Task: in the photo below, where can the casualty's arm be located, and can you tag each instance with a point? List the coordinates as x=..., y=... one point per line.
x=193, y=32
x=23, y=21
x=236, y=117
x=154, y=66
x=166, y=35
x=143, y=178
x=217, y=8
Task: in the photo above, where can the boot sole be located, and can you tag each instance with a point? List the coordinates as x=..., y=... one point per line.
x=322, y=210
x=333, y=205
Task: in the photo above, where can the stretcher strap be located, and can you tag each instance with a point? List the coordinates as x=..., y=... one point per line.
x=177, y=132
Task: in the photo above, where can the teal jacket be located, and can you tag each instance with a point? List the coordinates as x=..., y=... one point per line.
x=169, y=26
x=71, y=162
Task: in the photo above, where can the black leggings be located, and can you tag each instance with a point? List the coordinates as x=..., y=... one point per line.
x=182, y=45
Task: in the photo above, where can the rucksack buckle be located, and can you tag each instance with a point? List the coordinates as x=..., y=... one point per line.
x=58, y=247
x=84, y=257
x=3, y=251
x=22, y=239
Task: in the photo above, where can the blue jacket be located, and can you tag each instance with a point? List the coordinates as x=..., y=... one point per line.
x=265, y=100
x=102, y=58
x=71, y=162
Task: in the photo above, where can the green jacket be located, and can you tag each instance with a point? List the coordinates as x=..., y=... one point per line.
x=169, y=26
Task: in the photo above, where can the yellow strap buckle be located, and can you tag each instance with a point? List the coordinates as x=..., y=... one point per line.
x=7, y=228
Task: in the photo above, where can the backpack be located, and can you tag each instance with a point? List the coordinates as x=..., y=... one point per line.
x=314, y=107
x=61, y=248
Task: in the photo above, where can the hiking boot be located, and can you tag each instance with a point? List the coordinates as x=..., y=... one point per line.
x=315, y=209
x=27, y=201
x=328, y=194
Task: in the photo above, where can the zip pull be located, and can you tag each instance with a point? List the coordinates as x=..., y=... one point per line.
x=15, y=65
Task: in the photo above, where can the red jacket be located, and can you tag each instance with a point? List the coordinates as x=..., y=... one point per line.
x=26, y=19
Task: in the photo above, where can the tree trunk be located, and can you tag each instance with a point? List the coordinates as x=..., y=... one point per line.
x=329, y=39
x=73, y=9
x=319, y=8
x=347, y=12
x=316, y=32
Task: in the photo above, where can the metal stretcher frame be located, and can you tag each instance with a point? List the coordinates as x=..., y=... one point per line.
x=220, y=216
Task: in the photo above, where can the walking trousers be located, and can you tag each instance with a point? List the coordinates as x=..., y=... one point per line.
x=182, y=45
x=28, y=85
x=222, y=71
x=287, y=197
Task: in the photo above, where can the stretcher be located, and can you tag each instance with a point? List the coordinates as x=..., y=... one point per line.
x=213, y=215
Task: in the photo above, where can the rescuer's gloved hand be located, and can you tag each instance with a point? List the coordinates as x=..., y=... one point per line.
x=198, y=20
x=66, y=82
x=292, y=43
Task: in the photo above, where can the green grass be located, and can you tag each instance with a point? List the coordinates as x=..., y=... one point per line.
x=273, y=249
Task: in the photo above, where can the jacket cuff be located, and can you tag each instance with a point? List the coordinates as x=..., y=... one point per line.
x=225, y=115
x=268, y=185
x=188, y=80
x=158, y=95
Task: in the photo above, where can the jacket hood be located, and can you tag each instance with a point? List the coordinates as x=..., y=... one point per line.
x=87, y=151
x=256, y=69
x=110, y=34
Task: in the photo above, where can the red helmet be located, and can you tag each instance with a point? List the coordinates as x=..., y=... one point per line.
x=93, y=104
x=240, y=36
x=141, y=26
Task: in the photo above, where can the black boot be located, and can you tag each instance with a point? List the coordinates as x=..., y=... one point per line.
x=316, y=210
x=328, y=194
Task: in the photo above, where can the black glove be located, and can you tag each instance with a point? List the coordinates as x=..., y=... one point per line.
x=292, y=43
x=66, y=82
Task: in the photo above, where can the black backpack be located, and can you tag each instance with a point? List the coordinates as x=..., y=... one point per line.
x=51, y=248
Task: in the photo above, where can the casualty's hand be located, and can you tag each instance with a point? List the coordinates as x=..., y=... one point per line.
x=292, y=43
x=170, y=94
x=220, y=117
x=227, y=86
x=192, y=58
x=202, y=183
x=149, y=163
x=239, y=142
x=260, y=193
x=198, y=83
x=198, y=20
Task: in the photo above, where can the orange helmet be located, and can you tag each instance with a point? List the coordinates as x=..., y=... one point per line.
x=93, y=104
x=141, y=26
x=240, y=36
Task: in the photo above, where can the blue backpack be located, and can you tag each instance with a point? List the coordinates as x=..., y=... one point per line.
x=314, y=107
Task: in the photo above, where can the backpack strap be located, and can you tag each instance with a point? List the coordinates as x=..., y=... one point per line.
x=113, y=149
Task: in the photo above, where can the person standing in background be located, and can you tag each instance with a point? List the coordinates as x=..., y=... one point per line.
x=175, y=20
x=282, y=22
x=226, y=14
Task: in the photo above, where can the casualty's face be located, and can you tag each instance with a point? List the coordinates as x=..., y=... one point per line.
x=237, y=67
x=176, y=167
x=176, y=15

────────

▶ _GOAL_: Arrange all of the lines above as a Markdown table with the columns "Row" and "Line," numbering each row and leaving out any blank lines.

▶ _RESPONSE_:
| Row | Line |
|---|---|
| 1 | Task: in the photo below, where can the casualty's arm be located, and can you tag each instance with a point? List the coordinates as x=..., y=... one point per line. |
| 2 | x=193, y=32 |
| 3 | x=23, y=21 |
| 4 | x=236, y=117 |
| 5 | x=154, y=66 |
| 6 | x=166, y=35 |
| 7 | x=143, y=178 |
| 8 | x=217, y=8 |
| 9 | Task: in the photo above, where can the boot sole be located, and can you tag each instance with a point? List the coordinates as x=..., y=... one point per line. |
| 10 | x=322, y=210 |
| 11 | x=333, y=205 |
| 12 | Task: in the photo above, where can the stretcher strap be located, and can you tag each instance with a point? List the coordinates as x=..., y=... one point per line. |
| 13 | x=177, y=132 |
| 14 | Task: in the photo above, where can the teal jacket be located, and can you tag each instance with a point? List the coordinates as x=..., y=... one point per line. |
| 15 | x=169, y=26 |
| 16 | x=71, y=162 |
| 17 | Task: in the photo above, where can the black leggings be located, and can you tag each instance with a point? List the coordinates as x=..., y=... one point per line. |
| 18 | x=182, y=45 |
| 19 | Task: in the photo above, where can the rucksack buckle be located, and can you tag each instance with a point? List the coordinates as x=..., y=... one point per line. |
| 20 | x=58, y=247 |
| 21 | x=84, y=257 |
| 22 | x=3, y=251 |
| 23 | x=22, y=239 |
| 24 | Task: in the photo above, where can the blue jacket be located, and can you tag each instance with a point? List the coordinates as x=..., y=... one point per line. |
| 25 | x=265, y=100 |
| 26 | x=102, y=58 |
| 27 | x=71, y=162 |
| 28 | Task: in the photo above, where can the green jacket be located, and can you tag each instance with a point? List the coordinates as x=..., y=... one point per line. |
| 29 | x=169, y=26 |
| 30 | Task: in the photo above, where can the yellow strap buckle be located, and can you tag each instance with a point? List the coordinates as x=..., y=... one point per line. |
| 31 | x=7, y=228 |
| 32 | Task: in the photo above, where can the backpack be located, and can you tag each instance with a point? List the coordinates as x=..., y=... one point per line. |
| 33 | x=314, y=107 |
| 34 | x=61, y=248 |
| 35 | Task: in the photo above, where can the hiking boot be located, and can you tag each instance with a point? List the coordinates as x=..., y=... one point per line. |
| 36 | x=315, y=209 |
| 37 | x=27, y=201 |
| 38 | x=328, y=194 |
| 39 | Task: in the photo above, where can the zip pull be located, and can you tag each instance with a point? List the coordinates as x=..., y=... one point per line. |
| 40 | x=15, y=65 |
| 41 | Task: in the photo above, where can the red jacket be located, and can you tag each instance with a point? List the coordinates as x=..., y=... one point per line. |
| 42 | x=26, y=19 |
| 43 | Task: in the photo above, where can the tree trunk be located, and can you tag each instance with a point? List the coordinates as x=..., y=... one point per line. |
| 44 | x=329, y=39 |
| 45 | x=73, y=9 |
| 46 | x=319, y=8 |
| 47 | x=347, y=12 |
| 48 | x=316, y=32 |
| 49 | Task: in the photo above, where can the metal stretcher frame be located, and can you tag each instance with a point? List the coordinates as x=..., y=... one point per line. |
| 50 | x=220, y=216 |
| 51 | Task: in the photo above, where can the walking trousers be located, and can you tag each instance with a point? List the coordinates as x=..., y=... one point per line. |
| 52 | x=182, y=45 |
| 53 | x=28, y=85 |
| 54 | x=222, y=71 |
| 55 | x=287, y=197 |
| 56 | Task: in the photo above, where can the stretcher be located, and can you tag each instance with a point? List the coordinates as x=..., y=... one point per line. |
| 57 | x=213, y=215 |
| 58 | Task: in the photo above, where can the rescuer's gloved hand be located, and can you tag each instance with a point? List the coordinates as x=..., y=... one point per line. |
| 59 | x=198, y=20 |
| 60 | x=66, y=82 |
| 61 | x=292, y=43 |
| 62 | Task: in the photo above, where can the green grass be located, and can you tag each instance with a point? List the coordinates as x=..., y=... one point per line. |
| 63 | x=273, y=249 |
| 64 | Task: in the photo above, where can the jacket cuff be located, and can you tag each instance with a point? List the coordinates as x=..., y=... one point per line. |
| 65 | x=225, y=115 |
| 66 | x=268, y=185 |
| 67 | x=188, y=80 |
| 68 | x=158, y=95 |
| 69 | Task: in the photo above, where can the jacket hood be located, and can you tag each instance with a point? List the coordinates as x=..., y=... one point per line. |
| 70 | x=87, y=151 |
| 71 | x=256, y=69 |
| 72 | x=110, y=34 |
| 73 | Task: in the photo above, where can the red helmet be located, and can you tag each instance with a point? List the coordinates as x=..., y=... one point per line. |
| 74 | x=93, y=104 |
| 75 | x=240, y=36 |
| 76 | x=141, y=26 |
| 77 | Task: in the photo above, where can the black boot be located, and can you tag each instance with a point? List the coordinates as x=..., y=... one point per line. |
| 78 | x=316, y=210 |
| 79 | x=328, y=194 |
| 80 | Task: in the photo above, where can the black glove be located, and can you tag each instance with a point? List the coordinates as x=..., y=... one point per line. |
| 81 | x=292, y=43 |
| 82 | x=66, y=82 |
| 83 | Task: in the photo above, where can the black backpack be located, and can you tag each instance with a point? List the coordinates as x=..., y=... one point per line. |
| 84 | x=51, y=248 |
| 85 | Task: in the photo above, where can the casualty's hand be located, and can you tag each instance with a point? List the coordinates as x=..., y=... one point per line. |
| 86 | x=292, y=43 |
| 87 | x=170, y=94 |
| 88 | x=220, y=117 |
| 89 | x=227, y=86 |
| 90 | x=192, y=58 |
| 91 | x=202, y=183 |
| 92 | x=149, y=163 |
| 93 | x=239, y=142 |
| 94 | x=260, y=193 |
| 95 | x=198, y=83 |
| 96 | x=198, y=20 |
| 97 | Task: in the photo above, where can the orange helmet be located, and can you tag each instance with a point? List the coordinates as x=..., y=... one point per line. |
| 98 | x=93, y=104 |
| 99 | x=141, y=26 |
| 100 | x=240, y=36 |
| 101 | Task: in the photo above, where can the blue backpack be located, and can you tag each instance with a point? List the coordinates as x=..., y=... one point per line. |
| 102 | x=314, y=107 |
| 103 | Task: in the photo above, where can the backpack strap be located, and can you tag each instance with a point? List the coordinates as x=..., y=... one point per line. |
| 104 | x=113, y=149 |
| 105 | Task: in the photo above, where can the person standing in background be located, and can you tag each instance with a point? List the coordinates as x=..., y=... one point per line. |
| 106 | x=175, y=20 |
| 107 | x=282, y=22 |
| 108 | x=226, y=14 |
| 109 | Task: in the photo above, where can the casualty's face be located, and can you tag each instance with a point? List the coordinates as x=..., y=... one point per line. |
| 110 | x=237, y=67 |
| 111 | x=176, y=167 |
| 112 | x=176, y=15 |